推理作家になるという夢を持つ12歳の秀介(しゅうすけ)は、同級生の優希(ゆうき)と虹果て村で夏休みを過ごす。
「夜に虹が出たら人が死ぬ」という村の言い伝え通りに、男性が密室状態の自宅で殺害される。
折しも土砂崩れのため犯人と共に村に閉じこめられた二人は知恵を振り絞り謎に挑む。

 

引用元:講談社BOOK倶楽部
(https://bookclub.kodansha.co.jp/product?item=0000206298)

 

忙しい人向け(三行)

小学生ふたりが
田舎を舞台に
密室トリックに挑む

 

主要登場人物

上月 秀介(こうづき しゅうすけ)
小学六年生の男の子。語り手。
将来の夢は推理作家。
ミステリのネタバレは絶対に許さない。

 

二宮 優希(にのみや ゆうき)
小学六年生の女の子。秀介の同級生。
将来の夢は刑事。
愛称は"ユー"。

 

二宮 ミサト(にのみや みさと)
優希の母。売れっ子推理作家。
締切り前はデスクに噛り付く。

 

藤沢 明日香(ふじさわ あすか)
ミサトのいとこ。
"虹果て村"に住んでいる。

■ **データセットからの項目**
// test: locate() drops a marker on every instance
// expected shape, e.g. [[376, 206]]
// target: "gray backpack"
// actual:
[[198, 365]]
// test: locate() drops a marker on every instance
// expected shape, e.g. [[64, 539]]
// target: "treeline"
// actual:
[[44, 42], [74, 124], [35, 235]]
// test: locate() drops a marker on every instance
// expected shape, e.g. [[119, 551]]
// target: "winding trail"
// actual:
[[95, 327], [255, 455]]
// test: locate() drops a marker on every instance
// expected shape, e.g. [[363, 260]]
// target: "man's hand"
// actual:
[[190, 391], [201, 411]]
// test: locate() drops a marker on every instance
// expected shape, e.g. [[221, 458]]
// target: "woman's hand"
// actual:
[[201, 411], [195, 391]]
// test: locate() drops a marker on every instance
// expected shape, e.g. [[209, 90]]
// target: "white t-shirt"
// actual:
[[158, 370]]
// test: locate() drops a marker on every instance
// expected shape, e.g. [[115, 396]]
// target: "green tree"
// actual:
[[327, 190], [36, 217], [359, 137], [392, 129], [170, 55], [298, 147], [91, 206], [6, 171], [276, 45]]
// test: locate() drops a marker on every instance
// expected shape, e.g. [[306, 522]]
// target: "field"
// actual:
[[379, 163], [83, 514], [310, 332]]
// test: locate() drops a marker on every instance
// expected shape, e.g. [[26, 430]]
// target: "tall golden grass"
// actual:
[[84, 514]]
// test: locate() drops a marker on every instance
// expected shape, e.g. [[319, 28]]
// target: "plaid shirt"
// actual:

■ **指示**
A) 本文のうち、「推理作家になるという夢を持つ」を含む語句で始まり「(https://bookclub.kodansha.co.jp/product?item=0000206298)」で終わる部分を、一字も変えずに再現してください。
B) 一覧の先頭の行から「[[190, 391], [201, 411]]」を含む行までを、両端の行も含めてそのまま書き出してください。

■ **解答例**
A)
推理作家になるという夢を持つ12歳の秀介(しゅうすけ)は、同級生の優希(ゆうき)と虹果て村で夏休みを過ごす。
「夜に虹が出たら人が死ぬ」という村の言い伝え通りに、男性が密室状態の自宅で殺害される。
折しも土砂崩れのため犯人と共に村に閉じこめられた二人は知恵を振り絞り謎に挑む。

 

引用元:講談社BOOK倶楽部
(https://bookclub.kodansha.co.jp/product?item=0000206298)

B)
// test: locate() drops a marker on every instance
// expected shape, e.g. [[376, 206]]
// target: "gray backpack"
// actual:
[[198, 365]]
// test: locate() drops a marker on every instance
// expected shape, e.g. [[64, 539]]
// target: "treeline"
// actual:
[[44, 42], [74, 124], [35, 235]]
// test: locate() drops a marker on every instance
// expected shape, e.g. [[119, 551]]
// target: "winding trail"
// actual:
[[95, 327], [255, 455]]
// test: locate() drops a marker on every instance
// expected shape, e.g. [[363, 260]]
// target: "man's hand"
// actual:
[[190, 391], [201, 411]]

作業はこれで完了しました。